+++ Kaynak metin +++

Bu haftaki yazımız; "huriler" hayali kuran, "4 eş sahibi olma hakkı"nın Kur'an'da ayetle sabit olduğunu söyleyeyen, bu konuları sözde şaka(!)larına konu eden erkek okurlarımıza ve bütün bunlara muhatap olan, sıkça bize bu konularda soru soran kadın okurlarımıza gelsin...
Sorular farklı bir çok şekilde gelse de özeti:
*Erkeklere "huri" var da, kadınlara neden "nuri" yok!?
*Neden erkeklere 4 eş izni verilmiştir, bu kadınlara haksızlık değil midir?
*Bu iki konuda ayetler varsa, o zaman Allah (CC) erkeklere ayrımcılık mı yapmıştır?
Sırasıyla giderek öncelikle bahsi geçen Hurilere bakalım..
"HURÎ"
Tekil formuna Kur'an'da rastlanmayan bu sözcüğün, çoğul formda kullanıldığı 4 ayet vardır..
Ve Kur'an'da ilk geçtiği yerin Rahman Suresi'nin 72. ayeti olduğu söylenir..
Buyrun "Huri" kelimesinin çoğul formunda geçtiği o ayet:
Arapça: حُورٌ مَقْصُورَاتٌ فِي الْخِيَامِۚ
Türkçe Okunuşu: Hûrun maksûrâtun fî-lḣiyâm
Bu ayette geçen "Huri" anlamına gelen kelime, birinci kelime olan "Hûrun" kelimesi..
Ayetin anlamını vermeden önce Arapça grameri adına bu kelimeyi inceleyelim..

+++

**Görev 1**. Huriler üzerine yazıdan "Bu haftaki yazımız;" ifadesinden "haksızlık değil midir?" ifadesine kadar olan bölümü olduğu gibi kopyala.
**Görev 2**. Huriler üzerine yazıyı kaldığı yerden sürdür.
Satırların bu işte hiçbir rolü yoktur.

+++ Gösterilen veriler +++

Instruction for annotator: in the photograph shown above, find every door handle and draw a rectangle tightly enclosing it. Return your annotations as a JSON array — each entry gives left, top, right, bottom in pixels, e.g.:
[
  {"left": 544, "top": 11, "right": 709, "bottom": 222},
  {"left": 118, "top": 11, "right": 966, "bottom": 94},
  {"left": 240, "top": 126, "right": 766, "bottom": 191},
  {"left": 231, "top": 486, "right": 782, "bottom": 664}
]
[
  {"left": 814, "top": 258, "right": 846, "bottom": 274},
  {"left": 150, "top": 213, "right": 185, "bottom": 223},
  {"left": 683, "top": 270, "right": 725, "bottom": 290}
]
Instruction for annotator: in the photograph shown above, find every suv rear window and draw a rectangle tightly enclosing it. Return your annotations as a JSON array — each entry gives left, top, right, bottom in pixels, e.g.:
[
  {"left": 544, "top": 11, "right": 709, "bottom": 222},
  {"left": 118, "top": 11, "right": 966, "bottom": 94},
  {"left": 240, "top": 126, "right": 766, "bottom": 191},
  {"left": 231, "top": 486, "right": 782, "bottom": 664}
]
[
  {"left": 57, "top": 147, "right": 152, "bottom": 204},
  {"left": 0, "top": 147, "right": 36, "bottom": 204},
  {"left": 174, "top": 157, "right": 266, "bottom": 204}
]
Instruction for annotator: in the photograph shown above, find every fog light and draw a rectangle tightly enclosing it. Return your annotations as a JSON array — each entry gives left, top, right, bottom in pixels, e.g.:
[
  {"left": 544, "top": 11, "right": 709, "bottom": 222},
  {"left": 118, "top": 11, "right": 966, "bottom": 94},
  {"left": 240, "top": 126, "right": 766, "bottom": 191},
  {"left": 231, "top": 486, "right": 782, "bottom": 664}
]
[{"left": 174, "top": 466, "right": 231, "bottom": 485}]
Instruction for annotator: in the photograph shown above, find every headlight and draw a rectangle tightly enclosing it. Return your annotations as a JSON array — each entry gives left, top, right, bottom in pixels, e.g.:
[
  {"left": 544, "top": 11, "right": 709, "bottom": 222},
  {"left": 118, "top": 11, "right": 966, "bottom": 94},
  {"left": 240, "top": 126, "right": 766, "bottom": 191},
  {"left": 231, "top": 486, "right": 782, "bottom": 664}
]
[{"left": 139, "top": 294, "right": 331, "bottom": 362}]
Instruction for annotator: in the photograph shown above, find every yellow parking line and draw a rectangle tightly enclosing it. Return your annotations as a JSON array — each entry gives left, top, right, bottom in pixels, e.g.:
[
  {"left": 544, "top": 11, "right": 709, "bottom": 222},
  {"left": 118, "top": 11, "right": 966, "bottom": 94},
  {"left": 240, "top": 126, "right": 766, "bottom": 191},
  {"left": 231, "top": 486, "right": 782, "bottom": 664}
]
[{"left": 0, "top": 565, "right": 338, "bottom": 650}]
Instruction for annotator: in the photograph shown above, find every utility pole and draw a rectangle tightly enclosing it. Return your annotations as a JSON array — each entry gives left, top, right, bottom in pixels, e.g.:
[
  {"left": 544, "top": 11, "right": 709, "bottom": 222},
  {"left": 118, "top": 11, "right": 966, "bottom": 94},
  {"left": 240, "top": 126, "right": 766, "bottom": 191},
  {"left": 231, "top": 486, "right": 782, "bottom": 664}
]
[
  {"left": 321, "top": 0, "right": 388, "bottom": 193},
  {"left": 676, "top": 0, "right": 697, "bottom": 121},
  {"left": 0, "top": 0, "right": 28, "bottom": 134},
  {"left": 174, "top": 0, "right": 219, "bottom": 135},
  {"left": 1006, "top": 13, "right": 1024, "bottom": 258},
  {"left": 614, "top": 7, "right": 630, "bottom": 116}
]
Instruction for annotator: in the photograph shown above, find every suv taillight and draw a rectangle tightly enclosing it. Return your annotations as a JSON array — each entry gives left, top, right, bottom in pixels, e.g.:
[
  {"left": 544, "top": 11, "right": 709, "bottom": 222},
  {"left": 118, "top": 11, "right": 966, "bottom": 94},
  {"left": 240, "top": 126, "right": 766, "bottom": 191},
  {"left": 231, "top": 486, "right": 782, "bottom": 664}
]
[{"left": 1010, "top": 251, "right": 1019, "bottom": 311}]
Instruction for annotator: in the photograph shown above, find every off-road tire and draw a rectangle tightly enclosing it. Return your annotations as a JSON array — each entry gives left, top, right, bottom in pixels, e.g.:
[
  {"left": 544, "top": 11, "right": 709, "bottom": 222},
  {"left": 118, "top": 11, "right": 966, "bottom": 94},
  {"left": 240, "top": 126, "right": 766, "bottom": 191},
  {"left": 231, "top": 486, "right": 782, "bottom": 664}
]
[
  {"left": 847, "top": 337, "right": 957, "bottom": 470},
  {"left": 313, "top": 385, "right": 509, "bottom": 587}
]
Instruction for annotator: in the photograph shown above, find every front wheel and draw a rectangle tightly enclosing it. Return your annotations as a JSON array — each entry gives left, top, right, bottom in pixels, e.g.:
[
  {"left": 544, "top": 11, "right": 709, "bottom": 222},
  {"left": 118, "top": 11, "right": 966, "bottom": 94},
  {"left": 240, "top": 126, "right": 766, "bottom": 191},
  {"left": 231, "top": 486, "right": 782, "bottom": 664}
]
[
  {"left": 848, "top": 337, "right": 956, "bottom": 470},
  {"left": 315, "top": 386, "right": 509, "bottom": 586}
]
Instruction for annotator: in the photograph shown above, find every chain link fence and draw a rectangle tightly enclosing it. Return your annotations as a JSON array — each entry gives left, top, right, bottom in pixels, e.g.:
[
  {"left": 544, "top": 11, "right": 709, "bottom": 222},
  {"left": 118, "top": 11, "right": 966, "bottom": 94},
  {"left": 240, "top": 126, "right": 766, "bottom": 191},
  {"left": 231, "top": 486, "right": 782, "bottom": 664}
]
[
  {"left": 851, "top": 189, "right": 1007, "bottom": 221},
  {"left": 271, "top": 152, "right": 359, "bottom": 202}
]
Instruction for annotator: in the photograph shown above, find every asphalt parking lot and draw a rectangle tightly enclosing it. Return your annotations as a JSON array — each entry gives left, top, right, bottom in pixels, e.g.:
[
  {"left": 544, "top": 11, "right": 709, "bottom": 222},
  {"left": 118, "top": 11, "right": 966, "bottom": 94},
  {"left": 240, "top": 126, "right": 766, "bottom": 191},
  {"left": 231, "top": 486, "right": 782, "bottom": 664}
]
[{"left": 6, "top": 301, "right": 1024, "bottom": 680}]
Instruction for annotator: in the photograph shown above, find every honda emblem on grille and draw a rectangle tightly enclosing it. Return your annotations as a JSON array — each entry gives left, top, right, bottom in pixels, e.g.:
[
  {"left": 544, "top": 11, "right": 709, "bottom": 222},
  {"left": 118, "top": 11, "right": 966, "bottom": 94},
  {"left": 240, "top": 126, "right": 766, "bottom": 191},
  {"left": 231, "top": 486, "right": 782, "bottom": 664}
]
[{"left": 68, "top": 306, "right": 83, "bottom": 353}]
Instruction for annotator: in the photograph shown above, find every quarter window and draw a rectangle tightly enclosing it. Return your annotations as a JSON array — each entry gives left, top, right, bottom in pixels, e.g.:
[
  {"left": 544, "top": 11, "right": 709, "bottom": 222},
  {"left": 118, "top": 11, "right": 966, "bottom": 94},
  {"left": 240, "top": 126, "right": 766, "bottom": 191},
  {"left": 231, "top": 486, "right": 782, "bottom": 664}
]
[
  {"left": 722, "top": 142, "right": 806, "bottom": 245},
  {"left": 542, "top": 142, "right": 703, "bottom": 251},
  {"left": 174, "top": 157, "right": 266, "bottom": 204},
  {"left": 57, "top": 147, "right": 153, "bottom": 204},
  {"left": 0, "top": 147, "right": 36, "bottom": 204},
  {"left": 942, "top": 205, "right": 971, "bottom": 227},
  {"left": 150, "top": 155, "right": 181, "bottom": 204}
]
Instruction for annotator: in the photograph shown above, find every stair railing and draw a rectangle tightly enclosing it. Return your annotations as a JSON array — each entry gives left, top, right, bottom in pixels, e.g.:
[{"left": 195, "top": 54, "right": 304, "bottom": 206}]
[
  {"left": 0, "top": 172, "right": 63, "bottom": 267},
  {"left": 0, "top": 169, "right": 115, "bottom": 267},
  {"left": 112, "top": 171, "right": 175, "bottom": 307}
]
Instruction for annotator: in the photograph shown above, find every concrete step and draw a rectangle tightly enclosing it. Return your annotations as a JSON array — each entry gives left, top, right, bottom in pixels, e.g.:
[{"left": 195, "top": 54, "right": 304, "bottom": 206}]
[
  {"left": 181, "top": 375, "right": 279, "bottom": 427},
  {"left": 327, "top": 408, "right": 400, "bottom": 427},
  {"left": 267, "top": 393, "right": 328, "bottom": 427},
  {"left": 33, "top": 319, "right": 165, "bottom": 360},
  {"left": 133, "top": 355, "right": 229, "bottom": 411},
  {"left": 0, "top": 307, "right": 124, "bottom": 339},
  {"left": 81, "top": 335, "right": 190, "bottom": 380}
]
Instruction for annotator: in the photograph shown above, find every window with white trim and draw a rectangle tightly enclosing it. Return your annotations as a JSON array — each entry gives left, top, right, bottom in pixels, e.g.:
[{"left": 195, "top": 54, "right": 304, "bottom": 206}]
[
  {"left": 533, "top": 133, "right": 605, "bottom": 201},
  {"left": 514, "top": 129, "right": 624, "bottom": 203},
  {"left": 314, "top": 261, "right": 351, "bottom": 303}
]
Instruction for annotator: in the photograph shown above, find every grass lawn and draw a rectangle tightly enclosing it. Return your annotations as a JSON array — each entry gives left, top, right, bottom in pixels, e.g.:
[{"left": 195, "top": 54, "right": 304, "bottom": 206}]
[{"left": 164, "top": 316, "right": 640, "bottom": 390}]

+++

**Sonuç 1**.
Bu haftaki yazımız; "huriler" hayali kuran, "4 eş sahibi olma hakkı"nın Kur'an'da ayetle sabit olduğunu söyleyeyen, bu konuları sözde şaka(!)larına konu eden erkek okurlarımıza ve bütün bunlara muhatap olan, sıkça bize bu konularda soru soran kadın okurlarımıza gelsin...
Sorular farklı bir çok şekilde gelse de özeti:
*Erkeklere "huri" var da, kadınlara neden "nuri" yok!?
*Neden erkeklere 4 eş izni verilmiştir, bu kadınlara haksızlık değil midir?

**Sonuç 2**.
Kelimenin kökünde bulunan arapça (h-v-r) harfleri. [ "ح"(ha)--"و" (ve)--"ر" (ra) ] "havar" olup, "beyazlık" veya "sağlık" anlamındadır aslında..
Tekil olarak "havrâ" gözün beyazlığı anlamına gelir..
Bu "h-v-r" harfleri arapça grameri gereği ortadaki "v" harfi "u" sesi verir.
Ve "r" harfindeki harekeye göre "hurûn" veya "huriyn" olur..
Bu "ûn" veya "iyn" eki ile de beyazlık anlamı "iri gözlü" olarak da anlam kazanır..
Huri kelimesi Kur'an'da 4 yerde geçer demiştik..
Amacım gramer bilgisi ile sizleri sıkmak değil!
Sadece bu detaylar bilinmediği için "Huri" lere cinsiyet atfedilip "dişi" sıfatı yüklenmesinin yanlışlığını anlatabilmek..
Tüm bu detaylar içinde "DİŞİ" sıfatını bulan varsa çıksın, anlatsın...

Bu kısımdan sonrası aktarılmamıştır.